> [What is asked]: Put every line of the entries below into a numbered list, leaving out the blank lines.
** Start Records supplied **
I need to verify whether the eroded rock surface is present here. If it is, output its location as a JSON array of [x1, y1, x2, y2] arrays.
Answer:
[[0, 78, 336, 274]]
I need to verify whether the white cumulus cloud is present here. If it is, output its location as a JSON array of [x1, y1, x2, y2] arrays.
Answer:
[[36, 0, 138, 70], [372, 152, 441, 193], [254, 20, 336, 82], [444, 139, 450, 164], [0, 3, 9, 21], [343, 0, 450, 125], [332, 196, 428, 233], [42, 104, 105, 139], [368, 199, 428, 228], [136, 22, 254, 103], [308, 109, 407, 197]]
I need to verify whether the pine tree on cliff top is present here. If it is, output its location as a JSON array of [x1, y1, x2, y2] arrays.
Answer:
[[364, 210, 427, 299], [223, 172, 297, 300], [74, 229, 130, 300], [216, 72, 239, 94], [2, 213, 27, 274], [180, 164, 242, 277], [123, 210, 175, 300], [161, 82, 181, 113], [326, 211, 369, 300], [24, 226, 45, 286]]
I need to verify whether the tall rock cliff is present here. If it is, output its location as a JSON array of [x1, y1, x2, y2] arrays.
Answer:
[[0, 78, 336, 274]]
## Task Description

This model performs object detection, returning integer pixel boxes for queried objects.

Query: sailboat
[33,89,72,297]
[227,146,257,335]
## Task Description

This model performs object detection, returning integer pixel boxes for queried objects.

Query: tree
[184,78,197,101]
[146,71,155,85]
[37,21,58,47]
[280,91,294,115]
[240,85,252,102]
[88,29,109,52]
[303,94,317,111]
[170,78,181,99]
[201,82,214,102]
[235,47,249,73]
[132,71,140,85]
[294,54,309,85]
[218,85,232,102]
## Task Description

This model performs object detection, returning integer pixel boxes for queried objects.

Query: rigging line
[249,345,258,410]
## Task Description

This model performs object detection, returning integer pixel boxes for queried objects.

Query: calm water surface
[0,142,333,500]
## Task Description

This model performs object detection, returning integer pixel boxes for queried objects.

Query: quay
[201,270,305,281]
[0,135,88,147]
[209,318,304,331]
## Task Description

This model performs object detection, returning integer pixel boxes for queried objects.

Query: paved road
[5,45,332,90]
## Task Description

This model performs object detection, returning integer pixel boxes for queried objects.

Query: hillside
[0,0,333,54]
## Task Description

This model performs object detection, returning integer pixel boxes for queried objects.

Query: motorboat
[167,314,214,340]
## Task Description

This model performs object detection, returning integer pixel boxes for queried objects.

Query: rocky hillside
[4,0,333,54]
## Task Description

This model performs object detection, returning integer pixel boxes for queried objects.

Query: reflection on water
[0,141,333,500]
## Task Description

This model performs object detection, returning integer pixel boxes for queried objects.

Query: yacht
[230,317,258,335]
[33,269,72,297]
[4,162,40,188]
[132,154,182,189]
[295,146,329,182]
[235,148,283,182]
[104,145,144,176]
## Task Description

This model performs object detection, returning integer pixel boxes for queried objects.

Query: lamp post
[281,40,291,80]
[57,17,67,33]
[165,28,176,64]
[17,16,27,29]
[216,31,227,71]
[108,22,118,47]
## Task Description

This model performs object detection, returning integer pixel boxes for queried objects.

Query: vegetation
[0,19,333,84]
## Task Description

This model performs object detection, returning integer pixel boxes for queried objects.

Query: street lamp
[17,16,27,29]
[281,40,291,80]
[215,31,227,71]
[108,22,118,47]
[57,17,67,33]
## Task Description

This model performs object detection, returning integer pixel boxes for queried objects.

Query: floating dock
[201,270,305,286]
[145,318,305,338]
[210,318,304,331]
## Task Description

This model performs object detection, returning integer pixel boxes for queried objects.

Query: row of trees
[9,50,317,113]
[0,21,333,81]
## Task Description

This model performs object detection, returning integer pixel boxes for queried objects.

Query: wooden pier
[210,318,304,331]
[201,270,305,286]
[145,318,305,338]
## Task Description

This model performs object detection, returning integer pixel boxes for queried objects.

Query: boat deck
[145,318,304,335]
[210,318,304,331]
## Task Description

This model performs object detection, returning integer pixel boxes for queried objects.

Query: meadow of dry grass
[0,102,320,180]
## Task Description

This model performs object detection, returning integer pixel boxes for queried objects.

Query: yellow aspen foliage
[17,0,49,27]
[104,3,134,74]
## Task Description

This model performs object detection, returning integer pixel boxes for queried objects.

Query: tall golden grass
** End Records supplied **
> [Solved problem]:
1. I need to verify whether the eroded rock surface is present here. If it is, output its location as a JSON array of [x1, y1, x2, y2] arrays.
2. Answer:
3. [[0, 78, 336, 274]]
4. I need to verify whether the white cumulus cloud is present here. If it is, output its location as a JSON array of [x1, y1, x2, y2] arrays.
5. Answer:
6. [[36, 0, 138, 70], [372, 152, 441, 193], [254, 20, 336, 82], [444, 139, 450, 164], [0, 3, 9, 21], [343, 0, 450, 125], [332, 196, 428, 233], [42, 104, 105, 139], [368, 199, 428, 228], [136, 22, 254, 103], [308, 109, 407, 197]]
7. I need to verify whether the pine tree on cliff top is present here. If it is, output its location as a JSON array of [x1, y1, x2, y2] arrays.
8. Answer:
9. [[364, 210, 427, 299], [223, 172, 297, 300], [74, 229, 130, 300], [216, 72, 239, 94], [2, 213, 27, 274], [180, 164, 242, 277], [123, 210, 175, 300], [161, 82, 181, 113], [326, 211, 369, 300], [24, 226, 45, 286]]
10. I need to verify whether the tall rock cliff is present here. If it is, output its location as a JSON array of [x1, y1, x2, y2] arrays.
11. Answer:
12. [[0, 78, 336, 274]]
13. ## Task Description
14. This model performs object detection, returning integer pixel boxes for queried objects.
15. Query: sailboat
16. [33,89,72,297]
17. [227,146,257,335]
18. ## Task Description
19. This model performs object detection, returning integer pixel boxes for queried objects.
20. Query: tree
21. [184,78,197,101]
22. [146,71,155,85]
23. [37,21,58,47]
24. [280,91,294,115]
25. [240,85,252,102]
26. [88,29,109,52]
27. [303,94,317,111]
28. [170,78,181,99]
29. [201,82,214,102]
30. [235,47,249,73]
31. [132,71,140,85]
32. [294,54,309,85]
33. [218,85,232,102]
34. ## Task Description
35. This model performs object detection, returning integer pixel boxes for queried objects.
36. Query: rigging line
37. [249,345,258,410]
38. ## Task Description
39. This model performs object detection, returning integer pixel boxes for queried objects.
40. Query: calm water surface
41. [0,142,333,500]
42. ## Task Description
43. This model performs object detection, returning integer pixel boxes for queried objects.
44. Query: quay
45. [201,270,305,281]
46. [0,135,88,147]
47. [209,318,304,331]
48. ## Task Description
49. This model performs object detection, returning integer pixel boxes for queried objects.
50. Query: paved road
51. [5,45,332,90]
52. ## Task Description
53. This model performs object detection, returning integer pixel boxes for queried objects.
54. Query: hillside
55. [0,0,333,54]
56. ## Task Description
57. This model performs object detection, returning integer pixel boxes for queried objects.
58. Query: motorboat
59. [167,314,214,340]
60. ## Task Description
61. This model performs object detection, returning integer pixel boxes for queried objects.
62. Query: rocky hillside
63. [4,0,333,54]
64. ## Task Description
65. This model performs object detection, returning integer pixel boxes for queried objects.
66. Query: reflection on water
67. [0,141,333,500]
68. ## Task Description
69. This model performs object detection, returning integer pixel boxes for queried objects.
70. Query: yacht
71. [230,317,258,335]
72. [33,269,72,297]
73. [4,162,40,188]
74. [132,154,182,189]
75. [295,146,329,182]
76. [235,148,283,182]
77. [104,145,144,176]
78. ## Task Description
79. This model performs object detection, returning integer pixel boxes for queried objects.
80. Query: lamp post
81. [281,40,291,80]
82. [57,17,67,33]
83. [165,28,176,64]
84. [17,16,27,29]
85. [216,31,227,71]
86. [108,22,118,47]
87. ## Task Description
88. This model performs object detection, returning integer pixel boxes for queried objects.
89. Query: vegetation
90. [0,19,333,84]
91. ## Task Description
92. This model performs object detection, returning integer pixel boxes for queried objects.
93. Query: street lamp
94. [17,16,27,29]
95. [281,40,291,80]
96. [215,31,227,71]
97. [108,22,118,47]
98. [57,17,67,33]
99. ## Task Description
100. This model performs object detection, returning integer pixel boxes for queried objects.
101. Query: floating dock
102. [201,270,305,286]
103. [145,318,305,338]
104. [210,318,304,331]
105. ## Task Description
106. This model performs object detection, returning integer pixel boxes for queried objects.
107. Query: row of trees
108. [9,50,317,113]
109. [0,21,333,81]
110. ## Task Description
111. This model performs object detection, returning integer pixel boxes for queried objects.
112. Query: wooden pier
113. [210,318,304,331]
114. [201,270,305,286]
115. [145,318,305,338]
116. ## Task Description
117. This model performs object detection, returning integer pixel boxes for queried objects.
118. Query: boat deck
119. [145,318,304,335]
120. [210,318,304,331]
121. ## Task Description
122. This model performs object detection, returning integer pixel boxes for queried objects.
123. Query: meadow of dry grass
124. [0,102,320,180]
125. ## Task Description
126. This model performs object detection, returning integer pixel boxes for queried objects.
127. Query: yellow aspen foliage
128. [17,0,49,27]
129. [104,3,134,74]
130. ## Task Description
131. This model performs object detection, returning integer pixel boxes for queried objects.
132. Query: tall golden grass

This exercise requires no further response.